◆ EXERCISE
Return each record word for word and omit the pictures.

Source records
= = = = =

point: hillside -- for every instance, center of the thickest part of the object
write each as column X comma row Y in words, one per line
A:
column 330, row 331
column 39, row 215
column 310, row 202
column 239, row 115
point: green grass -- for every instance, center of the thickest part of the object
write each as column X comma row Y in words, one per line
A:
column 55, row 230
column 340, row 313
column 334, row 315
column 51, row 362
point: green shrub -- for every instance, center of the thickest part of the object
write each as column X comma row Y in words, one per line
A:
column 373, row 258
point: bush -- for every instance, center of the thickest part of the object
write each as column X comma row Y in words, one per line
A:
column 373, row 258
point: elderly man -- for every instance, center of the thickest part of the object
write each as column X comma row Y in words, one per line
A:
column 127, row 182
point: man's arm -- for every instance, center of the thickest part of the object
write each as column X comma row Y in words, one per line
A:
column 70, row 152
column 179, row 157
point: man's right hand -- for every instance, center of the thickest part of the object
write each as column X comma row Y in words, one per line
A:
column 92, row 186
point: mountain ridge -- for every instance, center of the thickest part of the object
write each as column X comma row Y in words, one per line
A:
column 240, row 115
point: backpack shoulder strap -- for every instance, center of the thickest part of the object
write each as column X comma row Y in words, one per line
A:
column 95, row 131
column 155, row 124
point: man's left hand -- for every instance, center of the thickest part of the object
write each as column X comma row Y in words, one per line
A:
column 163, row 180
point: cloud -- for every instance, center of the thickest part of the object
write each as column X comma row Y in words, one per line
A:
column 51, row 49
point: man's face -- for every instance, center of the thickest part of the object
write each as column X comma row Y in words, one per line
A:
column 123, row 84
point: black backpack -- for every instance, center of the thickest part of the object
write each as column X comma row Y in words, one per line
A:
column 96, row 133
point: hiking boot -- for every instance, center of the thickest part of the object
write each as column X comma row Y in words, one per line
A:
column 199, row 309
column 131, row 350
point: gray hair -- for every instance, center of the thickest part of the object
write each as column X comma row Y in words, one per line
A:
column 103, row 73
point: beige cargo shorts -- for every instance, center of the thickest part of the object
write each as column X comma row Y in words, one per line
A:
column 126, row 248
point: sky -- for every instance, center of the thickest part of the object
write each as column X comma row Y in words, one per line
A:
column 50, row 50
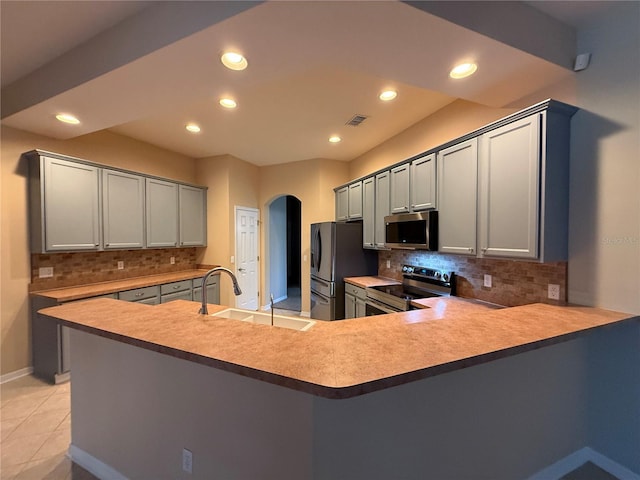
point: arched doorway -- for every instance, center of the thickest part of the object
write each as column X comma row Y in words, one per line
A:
column 285, row 269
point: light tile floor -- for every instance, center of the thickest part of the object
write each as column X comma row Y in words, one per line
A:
column 36, row 431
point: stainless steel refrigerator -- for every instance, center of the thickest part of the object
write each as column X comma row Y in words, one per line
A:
column 336, row 253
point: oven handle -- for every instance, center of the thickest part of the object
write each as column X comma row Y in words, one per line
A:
column 381, row 306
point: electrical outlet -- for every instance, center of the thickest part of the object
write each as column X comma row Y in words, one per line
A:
column 554, row 291
column 187, row 460
column 45, row 272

= = = = =

◆ COMPLETED TASK
point: hillside -- for every instance, center of the thickest part of the object
write each as column X comma row Y in words, one per line
A:
column 330, row 331
column 39, row 215
column 310, row 202
column 239, row 115
point: green grass -- for every instance, center of the thickest part of the object
write each as column X comma row Y in words, one per line
A:
column 55, row 230
column 340, row 313
column 334, row 315
column 51, row 362
point: green shrub -- for every instance, center of the thickest part of the object
write each as column X comma row Y in words, one per line
A:
column 373, row 258
point: bush -- for every instance, center of the thickest part of the object
write each as column X comma row Y in words, one per line
A:
column 373, row 258
point: elderly man -- for every instance, center of the thickest part of the object
write each as column X comma row Y in words, one per line
A:
column 127, row 182
point: man's arm -- for every instance, center of the thickest part of the object
write each as column X comma row Y in words, one per line
A:
column 70, row 152
column 179, row 157
point: man's right hand -- for every instance, center of the thickest part of the object
write each as column X comma row Y in words, one per line
A:
column 92, row 186
point: mountain ridge -- for every instance, center of the thickest part of the object
write each as column X comma row Y in words, one per line
A:
column 240, row 115
point: backpack shoulder strap -- for every instance, center of the thickest part of the object
write each as column X comma row Y in words, one per line
A:
column 95, row 131
column 155, row 124
point: man's left hand -- for every instance, center of the thickest part of the object
write each as column X comma row Y in words, one per line
A:
column 163, row 180
point: cloud -- for every instance, center of the thickest part of the object
write each as column X comma row Y in words, one per line
A:
column 51, row 49
point: man's face -- for every instance, center of the thickest part of the object
write each as column X comma row Y in words, one per line
A:
column 123, row 84
point: black backpack -- for every instance, center of the thickest part of the object
write each as column X comma row Y in words, one per line
A:
column 96, row 133
point: hiking boot -- for every instance, center of the thickest part of the object
write each as column X comma row Y in words, one per line
A:
column 199, row 309
column 131, row 350
point: gray hair -- for every instance, center of the thickest part of the object
write each as column X comma row Y in words, one per line
A:
column 103, row 73
point: beige cargo shorts -- for every instance, center of the thickest part of the object
write each as column X comma row Y in words, one per line
A:
column 126, row 248
point: sky -- for every instance, center of the thickest part of the object
write each as column X comma row Y in words, one per line
A:
column 50, row 50
point: arched doorway -- for every instance, center of the thickest part of the object
write each as column X comma row Y in words, one per line
A:
column 285, row 269
point: light tile floor -- for every instance, center of the thickest part of the object
write each as column X comma row Y in words, one per line
A:
column 36, row 431
point: stainless steel refrigerator -- for every instance, center of the thickest part of the object
write each as column X comma row Y in words, one per line
A:
column 336, row 253
point: oven handle -- for every instance, center of the thickest part of the object
write each as column X comma row Y in words, one per line
A:
column 381, row 306
point: electrical outlet -- for every instance, center of the thickest part of the object
write each as column X comma row Y in words, one per line
A:
column 554, row 291
column 187, row 460
column 45, row 272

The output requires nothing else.